» APPLY WHAT YOU READ
A - In the Guy Gardner comic review, which other creator does the text name as also keeping a fondness for the Green Lantern franchise?
B - Write a continuation of the Guy Gardner comic review, picking up after its final sentence.

» DOCUMENT EXTRACT
++++++++++

Anyway, the character couldn't be a better fit for the creator. Although he is perhaps best known for his creator-owned work, Chaykin is one of a surprisingly prestigious group of creators (Dave Gibbons is another) who retains a fondness for the Green Lantern franchise. Guy Gardner may be pretty much the definition of a B- or even C-list character, the kind of hero with a definite fanbase but no real commercial presence, an established brand that nonetheless presents a slew of opportunities for a distinctive creator like Chaykin, the kind of opportunities that simply would not be on the table for a larger character.

I was surprised by how closely Chaykin tied this book to DC continuity. Sure, there's no real specific timetable, but it is technically a tie-in to last year's Rann / Thanagar War. Also, Guy's Vuldarian origin is a major plot point: this is the kind of niggling continuity wrinkle that you would easily expect a brand-name creator like Chaykin to ignore, and yet he places it front and center as a motivation for the main villains. (Does guy still have those weird "Warrior" powers, or did he lose them when he got his ring back? And whatever happened to the yellow ring he was using for a few years?)

++++++++++

» RECORDS PROVIDED

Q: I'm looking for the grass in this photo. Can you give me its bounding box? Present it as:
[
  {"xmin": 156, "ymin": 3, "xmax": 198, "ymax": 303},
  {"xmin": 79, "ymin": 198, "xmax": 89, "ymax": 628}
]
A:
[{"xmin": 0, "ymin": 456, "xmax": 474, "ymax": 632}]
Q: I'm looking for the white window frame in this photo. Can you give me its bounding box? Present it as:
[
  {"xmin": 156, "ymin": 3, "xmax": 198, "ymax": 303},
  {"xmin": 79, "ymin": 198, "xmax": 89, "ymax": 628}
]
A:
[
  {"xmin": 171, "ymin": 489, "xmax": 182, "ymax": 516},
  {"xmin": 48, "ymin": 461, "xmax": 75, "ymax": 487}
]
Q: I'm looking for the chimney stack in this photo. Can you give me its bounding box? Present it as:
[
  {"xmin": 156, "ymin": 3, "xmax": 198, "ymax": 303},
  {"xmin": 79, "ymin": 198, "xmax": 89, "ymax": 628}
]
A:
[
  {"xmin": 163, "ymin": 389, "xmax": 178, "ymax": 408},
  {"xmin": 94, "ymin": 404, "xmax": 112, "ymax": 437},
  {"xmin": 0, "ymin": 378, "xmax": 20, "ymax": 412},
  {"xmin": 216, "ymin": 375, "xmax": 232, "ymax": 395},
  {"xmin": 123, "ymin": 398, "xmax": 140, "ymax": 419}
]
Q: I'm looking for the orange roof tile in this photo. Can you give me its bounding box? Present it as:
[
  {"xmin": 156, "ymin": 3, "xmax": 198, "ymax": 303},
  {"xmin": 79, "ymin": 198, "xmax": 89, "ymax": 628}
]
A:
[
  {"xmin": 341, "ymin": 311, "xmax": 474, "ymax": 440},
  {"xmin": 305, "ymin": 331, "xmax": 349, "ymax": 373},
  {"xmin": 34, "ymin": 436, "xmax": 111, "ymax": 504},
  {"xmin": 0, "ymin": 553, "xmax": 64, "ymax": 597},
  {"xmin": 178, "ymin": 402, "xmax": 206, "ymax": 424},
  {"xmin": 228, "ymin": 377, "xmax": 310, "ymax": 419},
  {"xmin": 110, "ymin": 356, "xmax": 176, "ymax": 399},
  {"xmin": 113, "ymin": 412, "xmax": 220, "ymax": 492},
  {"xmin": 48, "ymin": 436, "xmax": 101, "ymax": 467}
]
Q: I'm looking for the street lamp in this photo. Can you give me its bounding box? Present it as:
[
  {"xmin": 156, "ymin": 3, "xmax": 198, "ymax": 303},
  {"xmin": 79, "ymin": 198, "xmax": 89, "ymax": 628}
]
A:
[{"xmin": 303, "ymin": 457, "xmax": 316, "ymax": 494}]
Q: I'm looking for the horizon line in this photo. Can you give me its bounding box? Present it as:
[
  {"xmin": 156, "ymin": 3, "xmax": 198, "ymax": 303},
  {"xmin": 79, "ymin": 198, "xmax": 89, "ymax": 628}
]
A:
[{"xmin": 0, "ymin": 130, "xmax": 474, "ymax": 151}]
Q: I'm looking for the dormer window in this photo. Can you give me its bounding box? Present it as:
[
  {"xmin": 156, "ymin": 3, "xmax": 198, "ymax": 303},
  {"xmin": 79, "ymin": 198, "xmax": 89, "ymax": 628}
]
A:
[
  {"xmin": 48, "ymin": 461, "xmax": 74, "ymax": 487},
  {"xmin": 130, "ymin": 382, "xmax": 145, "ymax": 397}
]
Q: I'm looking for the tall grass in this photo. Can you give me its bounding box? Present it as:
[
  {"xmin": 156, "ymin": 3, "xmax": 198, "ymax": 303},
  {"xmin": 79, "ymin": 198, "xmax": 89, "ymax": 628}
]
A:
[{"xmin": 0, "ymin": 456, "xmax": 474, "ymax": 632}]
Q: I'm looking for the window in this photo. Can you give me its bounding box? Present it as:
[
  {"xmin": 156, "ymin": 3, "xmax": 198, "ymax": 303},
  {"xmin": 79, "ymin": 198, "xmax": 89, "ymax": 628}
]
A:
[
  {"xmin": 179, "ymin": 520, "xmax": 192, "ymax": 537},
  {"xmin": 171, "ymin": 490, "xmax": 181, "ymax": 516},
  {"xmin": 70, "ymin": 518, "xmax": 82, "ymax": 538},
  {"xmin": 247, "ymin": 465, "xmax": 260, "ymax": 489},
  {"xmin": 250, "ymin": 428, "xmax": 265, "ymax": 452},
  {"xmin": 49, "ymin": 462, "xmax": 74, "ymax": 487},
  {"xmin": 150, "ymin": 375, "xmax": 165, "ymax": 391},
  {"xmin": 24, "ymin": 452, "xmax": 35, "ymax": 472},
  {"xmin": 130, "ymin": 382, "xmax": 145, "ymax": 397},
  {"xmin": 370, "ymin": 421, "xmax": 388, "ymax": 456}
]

++++++++++

» RESULTS OF THE EXERCISE
A - Dave Gibbons

B -
In any event, Collateral Damage allows Chaykin the opportunity to remold Guy in his own image, or, rather, the image of one his stock characters -- the not-so-lovable cad, the abrasive rake. Usually the idea of the "ladies man" is played for laughs in superhero comics (as we see in much of Guy's history), because most superhero books simply don't have the vocabulary to deal with this character type in a realistic-seeming manner. Chaykin presents Guy in a far less comedic context. Here, Guy is that dude we all know, the total asshole who acts like a lecherous creep and practically abuses every woman he meets and yet somehow gets laid a lot more than you or I -- basically, this is who we all sort of knew Guy was along along (if we cared to think about it), but never really saw because of the restrictions of the Comics Code. This slight reinvention of Guy fits Chaykin's customary brusque tone like a glove.

Although he's obviously got a fondness for the genre, I don't really know how well-suited Chaykin's style is for space opera. Chaykin's style is always notable for the attention payed to bold layouts, with prominent figures placed against semi-realistic backdrops. Chaykin's characters usually look bigger than those of just about any artist -- he has a way of placing the human figure front and center in just such a way as to make even the least interesting set-ups seem dynamic. Perhaps as such it is less suited for showing the context of vast expanses of interstellar space?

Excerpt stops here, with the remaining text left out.